> **Tarefa curta 1**
Reescreva apenas as entradas que vão da linha com "Verify: does the picture contain the dirt" até à linha com "[7,69,613,354]", inclusive, com os pedidos incluídos. Nas respostas, multiplique cada coordenada das caixas delimitadoras por 1,05 e arredonde ao número inteiro, com as metades para cima.

----- Excerto da página

Irá Portugal exportar a geringonça?

Publicado a
Atualizado a

A primeira vez que li a palavra geringonça, achei que era um digestivo. Estive quase para perguntar ao empregado de mesa: "Com o café, pode trazer-me uma geringonça?" O ridículo não mata. Dias depois, apercebi-me do sentido da palavra: afinal, tratava-se de qualificar o acordo de 2015 entre os socialistas e a extrema-esquerda. Uma aliança que, segundo os meus amigos portugueses de direita, não iria durar mais de alguns meses e pior, diziam eles, por causa da geringonça o FMI iria voltar em breve a Portugal. Afinal, não sou o único a falhar nas apostas.

Rapidamente, para falar desta aliança na comunicação social francesa, foi preciso encontrar a tradução da palavra geringonça. Gadget? Bidule? E qual foi a minha surpresa quando ouvi há dias Benoît Hamon, o candidato socialista nas eleições presidenciais francesas, usar a palavra brinquebalant. Tradução certa ou errada? Pouco importa. O que importa é que os conselheiros do candidato oficial do PS fizeram o trabalho de casa para ele falar da geringonça aquando da sua visita a Portugal.

Portugal exporta sapatos, cortiça, pastéis de nata. E porque não a geringonça? António Costa deve pensar que é um génio. Não só calou muitas bocas em Portugal, que lhe davam seis meses no poder, como até há pessoas que vêm de fora para lhe pedir conselhos. De facto, o estado da política atual do PS português é de fazer inveja ao PS francês. As sondagens dão quase a maioria absoluta aos socialistas portugueses, enquanto Benoît Hamon, nas presidenciais, não passa neste momento dos 14%, ou seja, ficaria apenas na quarta posição.

----------

> **Tarefa curta 2**
Prossiga com o artigo sobre a exportação da geringonça a partir do ponto em que termina.

----- Entradas fornecidas

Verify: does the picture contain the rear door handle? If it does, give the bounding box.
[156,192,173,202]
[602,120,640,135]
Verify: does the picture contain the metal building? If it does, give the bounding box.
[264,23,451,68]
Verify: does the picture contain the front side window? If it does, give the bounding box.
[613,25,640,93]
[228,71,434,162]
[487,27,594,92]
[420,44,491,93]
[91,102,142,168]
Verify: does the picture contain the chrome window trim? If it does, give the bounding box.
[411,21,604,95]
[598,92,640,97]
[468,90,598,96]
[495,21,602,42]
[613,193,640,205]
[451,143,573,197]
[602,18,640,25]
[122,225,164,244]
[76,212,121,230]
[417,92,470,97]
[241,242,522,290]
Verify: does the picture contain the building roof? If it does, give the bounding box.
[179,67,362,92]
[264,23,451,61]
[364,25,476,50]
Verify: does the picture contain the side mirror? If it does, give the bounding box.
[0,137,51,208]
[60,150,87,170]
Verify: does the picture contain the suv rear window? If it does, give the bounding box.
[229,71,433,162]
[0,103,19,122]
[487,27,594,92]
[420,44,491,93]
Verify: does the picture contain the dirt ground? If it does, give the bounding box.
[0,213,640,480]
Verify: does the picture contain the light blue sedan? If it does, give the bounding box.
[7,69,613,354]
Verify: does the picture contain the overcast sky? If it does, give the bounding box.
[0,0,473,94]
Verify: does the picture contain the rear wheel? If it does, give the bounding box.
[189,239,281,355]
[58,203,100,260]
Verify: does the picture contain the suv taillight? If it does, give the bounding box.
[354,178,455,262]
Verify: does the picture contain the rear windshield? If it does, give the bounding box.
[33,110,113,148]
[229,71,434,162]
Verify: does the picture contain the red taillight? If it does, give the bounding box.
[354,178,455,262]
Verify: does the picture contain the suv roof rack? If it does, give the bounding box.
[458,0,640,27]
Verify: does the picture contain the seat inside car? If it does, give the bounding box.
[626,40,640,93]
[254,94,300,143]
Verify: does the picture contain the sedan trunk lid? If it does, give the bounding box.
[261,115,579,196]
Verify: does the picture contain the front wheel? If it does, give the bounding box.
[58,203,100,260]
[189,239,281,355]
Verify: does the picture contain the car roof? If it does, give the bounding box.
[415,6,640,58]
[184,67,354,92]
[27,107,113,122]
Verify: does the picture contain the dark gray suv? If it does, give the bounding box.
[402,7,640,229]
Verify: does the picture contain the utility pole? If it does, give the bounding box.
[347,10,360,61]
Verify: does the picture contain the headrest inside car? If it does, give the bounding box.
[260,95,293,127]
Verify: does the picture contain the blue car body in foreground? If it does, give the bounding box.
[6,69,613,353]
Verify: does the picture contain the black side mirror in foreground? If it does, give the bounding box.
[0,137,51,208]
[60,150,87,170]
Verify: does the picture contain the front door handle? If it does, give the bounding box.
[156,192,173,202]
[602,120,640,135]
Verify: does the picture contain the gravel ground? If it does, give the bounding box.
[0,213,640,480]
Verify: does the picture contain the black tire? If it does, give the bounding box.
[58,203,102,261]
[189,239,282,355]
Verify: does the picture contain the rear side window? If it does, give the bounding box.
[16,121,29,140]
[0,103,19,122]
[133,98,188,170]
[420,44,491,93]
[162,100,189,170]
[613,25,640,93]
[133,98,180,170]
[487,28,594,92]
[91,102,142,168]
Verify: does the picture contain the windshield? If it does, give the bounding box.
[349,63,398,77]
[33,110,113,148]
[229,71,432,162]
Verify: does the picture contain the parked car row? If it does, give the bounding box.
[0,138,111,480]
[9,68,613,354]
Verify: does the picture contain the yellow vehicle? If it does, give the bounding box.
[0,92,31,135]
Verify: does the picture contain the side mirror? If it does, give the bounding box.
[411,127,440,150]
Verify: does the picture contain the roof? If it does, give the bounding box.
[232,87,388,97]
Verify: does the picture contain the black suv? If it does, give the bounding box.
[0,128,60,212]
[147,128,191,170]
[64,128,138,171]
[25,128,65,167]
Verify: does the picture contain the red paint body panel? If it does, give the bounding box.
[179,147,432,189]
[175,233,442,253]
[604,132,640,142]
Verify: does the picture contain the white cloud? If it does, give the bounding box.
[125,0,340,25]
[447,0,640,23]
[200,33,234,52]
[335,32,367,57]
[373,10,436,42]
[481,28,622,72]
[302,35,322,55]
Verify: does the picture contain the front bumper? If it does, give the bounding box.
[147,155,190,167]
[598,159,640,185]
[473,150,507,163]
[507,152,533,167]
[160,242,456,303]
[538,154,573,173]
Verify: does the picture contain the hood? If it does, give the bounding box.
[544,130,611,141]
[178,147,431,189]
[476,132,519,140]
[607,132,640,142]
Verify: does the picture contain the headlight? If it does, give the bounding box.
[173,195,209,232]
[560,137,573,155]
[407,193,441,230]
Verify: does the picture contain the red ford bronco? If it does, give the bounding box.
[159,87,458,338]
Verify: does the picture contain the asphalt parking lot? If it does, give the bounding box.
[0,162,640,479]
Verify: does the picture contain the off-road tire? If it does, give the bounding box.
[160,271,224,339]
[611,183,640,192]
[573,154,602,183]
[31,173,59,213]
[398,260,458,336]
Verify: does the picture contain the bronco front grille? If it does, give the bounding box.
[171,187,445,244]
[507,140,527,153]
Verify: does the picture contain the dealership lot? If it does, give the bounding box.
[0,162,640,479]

----------

> **Resultado da tarefa 1**
Verify: does the picture contain the dirt ground? If it does, give the bounding box.
[0,224,672,504]
Verify: does the picture contain the light blue sedan? If it does, give the bounding box.
[7,72,644,372]

> **Resultado da tarefa 2**
A escolha de Portugal como primeiro país estrangeiro a ser visitado pelo candidato dos socialistas franceses não nasce do acaso. Benoît Hamon sabe que sem uma aliança das esquerdas, será quase impossível passar da primeira fase. Sabe que o melhor para ele seria conseguir um acordo com Jean-Luc Melenchon, o candidato da extrema-esquerda. Só que, na política, os egos mandam e nenhum deles quererá desistir a favor do outro. Sobretudo porque o argumento de Hamon, considerando que é o mais bem colocado nas sondagens, tem os seus limites. Hamon tem apenas três pontos de vantagem sobre Melenchon. E a verdade no dia de uma sondagem pode não ser a verdade do dia seguinte.

Afinal, que dicas pode ter dado António Costa ao seu colega francês? A situação entre os dois países não tem rigorosamente nada em comum. Em Portugal, os socialistas conseguiram um acordo pós-eleitoral, enquanto em França o acordo terá de ser alcançado antes da eleição. O que teria acontecido se António Costa tivesse telefonado a Jerónimo de Sousa antes das legislativas para lhe dizer: "Olá, Jerónimo! Faz-me um favor, preciso que desistas para que a esquerda possa ganhar as eleições." Impossível. A geringonça só podia ter acontecido depois e nunca antes - lá está, como um digestivo...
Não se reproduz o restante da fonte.